[EXERCISE OBJECTIVE]
Once you have read the entries, copy all of them exactly.

[GIVEN RECORDS]
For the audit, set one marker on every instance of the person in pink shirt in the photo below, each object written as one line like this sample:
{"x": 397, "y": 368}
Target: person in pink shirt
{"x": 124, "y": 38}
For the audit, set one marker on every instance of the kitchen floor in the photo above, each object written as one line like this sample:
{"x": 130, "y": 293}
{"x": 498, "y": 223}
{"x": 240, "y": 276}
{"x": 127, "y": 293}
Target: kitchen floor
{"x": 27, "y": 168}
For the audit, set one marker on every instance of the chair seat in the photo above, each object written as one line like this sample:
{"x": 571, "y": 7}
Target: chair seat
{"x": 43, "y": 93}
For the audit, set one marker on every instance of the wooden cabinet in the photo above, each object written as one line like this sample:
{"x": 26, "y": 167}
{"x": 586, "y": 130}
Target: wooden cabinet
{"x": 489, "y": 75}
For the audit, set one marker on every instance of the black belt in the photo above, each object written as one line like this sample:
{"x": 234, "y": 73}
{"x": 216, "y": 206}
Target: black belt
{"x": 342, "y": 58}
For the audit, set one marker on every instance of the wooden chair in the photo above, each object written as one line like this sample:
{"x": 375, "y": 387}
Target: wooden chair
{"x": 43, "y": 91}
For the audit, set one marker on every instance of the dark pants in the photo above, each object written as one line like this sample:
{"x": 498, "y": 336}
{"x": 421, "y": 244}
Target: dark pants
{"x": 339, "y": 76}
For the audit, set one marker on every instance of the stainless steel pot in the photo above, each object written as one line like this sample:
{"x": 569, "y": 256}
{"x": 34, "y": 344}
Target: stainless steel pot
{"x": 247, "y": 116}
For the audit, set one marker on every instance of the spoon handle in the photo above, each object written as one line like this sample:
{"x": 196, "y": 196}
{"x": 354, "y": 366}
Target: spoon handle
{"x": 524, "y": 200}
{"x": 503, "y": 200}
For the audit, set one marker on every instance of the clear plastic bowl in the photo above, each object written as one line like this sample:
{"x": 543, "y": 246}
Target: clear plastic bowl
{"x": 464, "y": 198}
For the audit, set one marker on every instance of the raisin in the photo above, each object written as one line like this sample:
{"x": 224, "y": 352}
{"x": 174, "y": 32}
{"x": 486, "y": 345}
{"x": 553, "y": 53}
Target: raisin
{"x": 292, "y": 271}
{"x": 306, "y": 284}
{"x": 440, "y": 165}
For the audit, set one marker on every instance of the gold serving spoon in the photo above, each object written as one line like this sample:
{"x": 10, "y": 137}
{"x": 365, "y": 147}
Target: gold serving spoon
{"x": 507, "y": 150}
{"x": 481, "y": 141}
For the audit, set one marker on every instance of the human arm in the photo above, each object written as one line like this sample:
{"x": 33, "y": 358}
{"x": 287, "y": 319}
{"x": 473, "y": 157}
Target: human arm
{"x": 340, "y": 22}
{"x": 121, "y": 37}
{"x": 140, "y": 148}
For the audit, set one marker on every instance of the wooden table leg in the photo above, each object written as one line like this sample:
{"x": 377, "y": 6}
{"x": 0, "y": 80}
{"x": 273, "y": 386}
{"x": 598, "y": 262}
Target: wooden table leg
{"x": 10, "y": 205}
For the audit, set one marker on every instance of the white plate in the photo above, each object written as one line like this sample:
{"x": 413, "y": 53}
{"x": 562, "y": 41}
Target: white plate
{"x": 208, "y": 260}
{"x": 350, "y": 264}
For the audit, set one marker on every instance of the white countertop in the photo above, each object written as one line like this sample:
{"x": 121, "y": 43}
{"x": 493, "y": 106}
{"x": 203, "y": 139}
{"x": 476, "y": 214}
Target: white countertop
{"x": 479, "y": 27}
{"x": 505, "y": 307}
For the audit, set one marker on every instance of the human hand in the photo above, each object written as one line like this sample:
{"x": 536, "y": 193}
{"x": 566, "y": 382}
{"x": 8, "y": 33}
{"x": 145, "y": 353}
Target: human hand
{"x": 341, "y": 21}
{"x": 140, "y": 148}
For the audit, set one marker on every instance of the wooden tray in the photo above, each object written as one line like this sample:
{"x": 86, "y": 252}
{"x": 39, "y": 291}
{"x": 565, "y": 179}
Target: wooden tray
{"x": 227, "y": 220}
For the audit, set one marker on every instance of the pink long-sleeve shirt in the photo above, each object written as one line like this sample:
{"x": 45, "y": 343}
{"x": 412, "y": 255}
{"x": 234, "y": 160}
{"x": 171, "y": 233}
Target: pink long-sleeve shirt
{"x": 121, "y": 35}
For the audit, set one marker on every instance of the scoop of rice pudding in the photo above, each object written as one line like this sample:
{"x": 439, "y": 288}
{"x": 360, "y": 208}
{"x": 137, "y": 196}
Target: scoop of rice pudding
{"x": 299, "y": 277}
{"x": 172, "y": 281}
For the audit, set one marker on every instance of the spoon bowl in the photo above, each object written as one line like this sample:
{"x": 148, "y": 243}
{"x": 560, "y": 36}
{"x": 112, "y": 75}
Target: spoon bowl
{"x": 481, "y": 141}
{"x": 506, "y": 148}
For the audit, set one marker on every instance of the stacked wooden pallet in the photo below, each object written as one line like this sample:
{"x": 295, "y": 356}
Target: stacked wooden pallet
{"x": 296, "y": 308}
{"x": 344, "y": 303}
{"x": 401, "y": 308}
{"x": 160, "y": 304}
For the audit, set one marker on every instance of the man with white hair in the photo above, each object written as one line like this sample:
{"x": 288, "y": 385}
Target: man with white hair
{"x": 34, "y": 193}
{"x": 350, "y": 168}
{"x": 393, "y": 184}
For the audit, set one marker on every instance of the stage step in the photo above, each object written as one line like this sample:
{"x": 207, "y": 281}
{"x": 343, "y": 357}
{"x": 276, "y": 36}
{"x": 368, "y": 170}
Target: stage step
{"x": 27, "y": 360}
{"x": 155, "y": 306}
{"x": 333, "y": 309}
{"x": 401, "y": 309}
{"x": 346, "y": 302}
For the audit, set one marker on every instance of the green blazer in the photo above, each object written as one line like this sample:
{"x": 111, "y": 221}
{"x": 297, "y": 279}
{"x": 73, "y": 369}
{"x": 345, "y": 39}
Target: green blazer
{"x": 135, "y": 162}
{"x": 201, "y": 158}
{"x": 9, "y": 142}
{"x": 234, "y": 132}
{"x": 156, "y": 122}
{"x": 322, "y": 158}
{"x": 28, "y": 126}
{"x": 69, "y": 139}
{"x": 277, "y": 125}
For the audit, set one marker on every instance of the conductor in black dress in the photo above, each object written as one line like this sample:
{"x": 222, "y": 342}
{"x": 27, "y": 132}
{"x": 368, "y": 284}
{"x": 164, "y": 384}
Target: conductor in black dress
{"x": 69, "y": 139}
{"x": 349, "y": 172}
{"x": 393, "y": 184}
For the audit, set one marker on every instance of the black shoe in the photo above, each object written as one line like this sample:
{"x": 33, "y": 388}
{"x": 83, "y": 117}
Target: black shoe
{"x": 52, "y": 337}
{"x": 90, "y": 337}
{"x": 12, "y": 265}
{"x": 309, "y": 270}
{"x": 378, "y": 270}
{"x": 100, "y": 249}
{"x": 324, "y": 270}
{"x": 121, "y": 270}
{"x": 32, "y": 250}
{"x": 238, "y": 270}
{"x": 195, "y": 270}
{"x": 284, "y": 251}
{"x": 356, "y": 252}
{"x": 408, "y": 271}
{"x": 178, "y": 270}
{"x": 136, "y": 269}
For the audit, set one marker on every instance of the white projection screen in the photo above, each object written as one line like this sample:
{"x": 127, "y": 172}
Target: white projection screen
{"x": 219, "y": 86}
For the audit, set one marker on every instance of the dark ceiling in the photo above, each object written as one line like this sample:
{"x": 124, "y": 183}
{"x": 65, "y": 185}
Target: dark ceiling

[YOUR SOLUTION]
For the audit, set one marker on every instance of the person in pink shirt in the photo below, each object written as one line like this sample:
{"x": 397, "y": 368}
Target: person in pink shirt
{"x": 124, "y": 38}
For the audit, set one marker on every instance of the kitchen floor in the photo above, each object written as one line like this sample:
{"x": 130, "y": 293}
{"x": 498, "y": 223}
{"x": 240, "y": 276}
{"x": 127, "y": 293}
Target: kitchen floor
{"x": 27, "y": 168}
For the audit, set one marker on every instance of the chair seat in the photo above, each object written as one line like this sample:
{"x": 571, "y": 7}
Target: chair seat
{"x": 43, "y": 93}
For the audit, set one marker on every instance of the wooden cabinet in the photo above, each object written as one line like this sample:
{"x": 26, "y": 167}
{"x": 586, "y": 130}
Target: wooden cabinet
{"x": 489, "y": 75}
For the audit, set one marker on every instance of the black belt in the photo above, each object written as one line like this sample:
{"x": 234, "y": 73}
{"x": 216, "y": 206}
Target: black belt
{"x": 342, "y": 58}
For the audit, set one marker on every instance of the wooden chair in the photo above, each object written as one line like this sample:
{"x": 375, "y": 387}
Target: wooden chair
{"x": 43, "y": 91}
For the audit, set one marker on every instance of the dark pants in the photo above, each object written as one line like this sample:
{"x": 498, "y": 336}
{"x": 421, "y": 244}
Target: dark pants
{"x": 339, "y": 76}
For the audit, set one marker on every instance of the stainless steel pot in the photo above, each object written as one line like this sample:
{"x": 569, "y": 256}
{"x": 34, "y": 344}
Target: stainless steel pot
{"x": 247, "y": 116}
For the audit, set one marker on every instance of the spoon handle in the photo above, each object written as one line like this sample:
{"x": 196, "y": 196}
{"x": 354, "y": 366}
Target: spoon handle
{"x": 524, "y": 200}
{"x": 503, "y": 200}
For the audit, set one marker on every instance of the clear plastic bowl in the photo above, each object written as one line like this sample:
{"x": 543, "y": 246}
Target: clear plastic bowl
{"x": 464, "y": 198}
For the audit, set one marker on every instance of the raisin in the photo above, each object written as one line like this sample:
{"x": 224, "y": 352}
{"x": 174, "y": 32}
{"x": 486, "y": 345}
{"x": 553, "y": 53}
Target: raisin
{"x": 292, "y": 271}
{"x": 306, "y": 284}
{"x": 440, "y": 165}
For the audit, set one marker on every instance of the gold serving spoon in the photo above, each object written as one line like this sample:
{"x": 10, "y": 137}
{"x": 365, "y": 147}
Target: gold serving spoon
{"x": 507, "y": 150}
{"x": 481, "y": 141}
For the audit, set one marker on every instance of the human arm in the photo above, each object written as one line like this sample:
{"x": 33, "y": 358}
{"x": 287, "y": 319}
{"x": 473, "y": 157}
Target: human arm
{"x": 340, "y": 22}
{"x": 121, "y": 37}
{"x": 140, "y": 148}
For the audit, set one marker on every instance of the wooden table leg in the photo above, each object written as one line like this sample:
{"x": 377, "y": 6}
{"x": 0, "y": 80}
{"x": 273, "y": 386}
{"x": 598, "y": 262}
Target: wooden table leg
{"x": 10, "y": 205}
For the audit, set one marker on every instance of the white plate in the photo above, each object written as one line like this sample:
{"x": 413, "y": 53}
{"x": 562, "y": 41}
Target: white plate
{"x": 208, "y": 260}
{"x": 350, "y": 264}
For the audit, set one marker on every instance of the white countertop in the photo above, each object written as one line like this sample:
{"x": 121, "y": 43}
{"x": 493, "y": 106}
{"x": 203, "y": 139}
{"x": 476, "y": 214}
Target: white countertop
{"x": 479, "y": 27}
{"x": 505, "y": 307}
For the audit, set one marker on every instance of the human hand in the photo above, each object written as one line like this sample:
{"x": 536, "y": 193}
{"x": 566, "y": 382}
{"x": 8, "y": 33}
{"x": 145, "y": 353}
Target: human hand
{"x": 341, "y": 21}
{"x": 140, "y": 148}
For the audit, set one marker on every instance of the wooden tray in the photo above, each object written as one line like this sample:
{"x": 86, "y": 252}
{"x": 39, "y": 291}
{"x": 565, "y": 179}
Target: wooden tray
{"x": 227, "y": 220}
For the audit, set one marker on every instance of the pink long-sleeve shirt in the photo above, each object written as one line like this sample:
{"x": 45, "y": 343}
{"x": 412, "y": 255}
{"x": 234, "y": 160}
{"x": 171, "y": 233}
Target: pink long-sleeve shirt
{"x": 121, "y": 35}
For the audit, set one marker on every instance of the scoop of rice pudding in the photo above, each object written as one line like this sample:
{"x": 439, "y": 288}
{"x": 360, "y": 208}
{"x": 137, "y": 196}
Target: scoop of rice pudding
{"x": 299, "y": 277}
{"x": 172, "y": 281}
For the audit, set one marker on every instance of the spoon bowl in the photo above, each object written as one line like this sample:
{"x": 148, "y": 243}
{"x": 560, "y": 36}
{"x": 112, "y": 75}
Target: spoon bowl
{"x": 481, "y": 141}
{"x": 506, "y": 148}
For the audit, set one marker on every instance of the stacked wooden pallet in the photo below, each object written as one line like this sample:
{"x": 295, "y": 356}
Target: stacked wooden pallet
{"x": 296, "y": 308}
{"x": 344, "y": 303}
{"x": 401, "y": 308}
{"x": 160, "y": 304}
For the audit, set one marker on every instance of the man with white hair in the photo above, each object written as one line like this sample:
{"x": 288, "y": 385}
Target: man with white hair
{"x": 34, "y": 193}
{"x": 350, "y": 168}
{"x": 393, "y": 184}
For the audit, set one marker on every instance of the stage step in the photo above, each object written as one line like this sample:
{"x": 207, "y": 281}
{"x": 343, "y": 357}
{"x": 276, "y": 36}
{"x": 368, "y": 170}
Target: stage step
{"x": 27, "y": 360}
{"x": 155, "y": 306}
{"x": 333, "y": 309}
{"x": 401, "y": 309}
{"x": 346, "y": 302}
For the audit, set one marker on every instance of the green blazer in the photo above, each object written as one line like this sample:
{"x": 111, "y": 221}
{"x": 297, "y": 279}
{"x": 73, "y": 369}
{"x": 345, "y": 39}
Target: green blazer
{"x": 135, "y": 162}
{"x": 201, "y": 158}
{"x": 9, "y": 142}
{"x": 234, "y": 132}
{"x": 156, "y": 122}
{"x": 322, "y": 158}
{"x": 28, "y": 126}
{"x": 69, "y": 139}
{"x": 277, "y": 125}
For the audit, set one marker on every instance of the conductor in black dress in the photo above, each object written as one line like this sample:
{"x": 222, "y": 342}
{"x": 27, "y": 132}
{"x": 368, "y": 284}
{"x": 164, "y": 384}
Target: conductor in black dress
{"x": 69, "y": 139}
{"x": 349, "y": 172}
{"x": 393, "y": 184}
For the audit, set one marker on every instance of the black shoe in the photo above, each object written as one line like this sample:
{"x": 33, "y": 388}
{"x": 83, "y": 117}
Target: black shoe
{"x": 52, "y": 337}
{"x": 90, "y": 337}
{"x": 12, "y": 265}
{"x": 309, "y": 270}
{"x": 378, "y": 270}
{"x": 100, "y": 249}
{"x": 324, "y": 270}
{"x": 121, "y": 270}
{"x": 32, "y": 250}
{"x": 238, "y": 270}
{"x": 195, "y": 270}
{"x": 284, "y": 251}
{"x": 356, "y": 252}
{"x": 408, "y": 271}
{"x": 178, "y": 270}
{"x": 136, "y": 269}
For the audit, set one marker on every instance of the white projection screen in the photo above, each object written as one line like this sample:
{"x": 127, "y": 172}
Target: white projection screen
{"x": 219, "y": 86}
For the audit, set one marker on every instance of the dark ceiling in the photo above, each object written as one line like this sample:
{"x": 124, "y": 183}
{"x": 65, "y": 185}
Target: dark ceiling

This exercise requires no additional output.